## PROBLEM TO WORK ON
Without any pictures, the records below should be reproduced exactly.

## GIVEN DATA
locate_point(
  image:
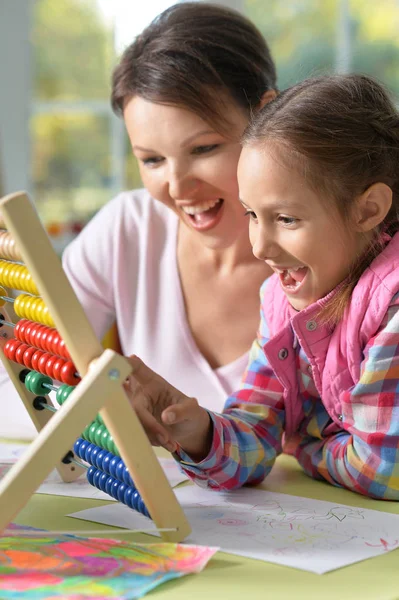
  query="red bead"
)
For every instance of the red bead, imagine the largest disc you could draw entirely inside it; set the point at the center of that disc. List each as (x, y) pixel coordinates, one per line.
(43, 339)
(35, 360)
(42, 362)
(19, 330)
(27, 357)
(51, 335)
(19, 353)
(50, 365)
(37, 334)
(30, 328)
(10, 349)
(68, 374)
(57, 366)
(62, 349)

## EXERCISE RESPONSE
locate_point(
  image:
  query="red bead"
)
For every instance of the red bead, imagine the largest disc you could draw entirely inside it; set the point at the center of that disc. List each as (x, y) pixel coordinates, one per line.
(43, 339)
(35, 360)
(42, 362)
(19, 330)
(27, 357)
(51, 335)
(19, 353)
(50, 365)
(37, 334)
(30, 328)
(10, 349)
(68, 374)
(57, 366)
(62, 349)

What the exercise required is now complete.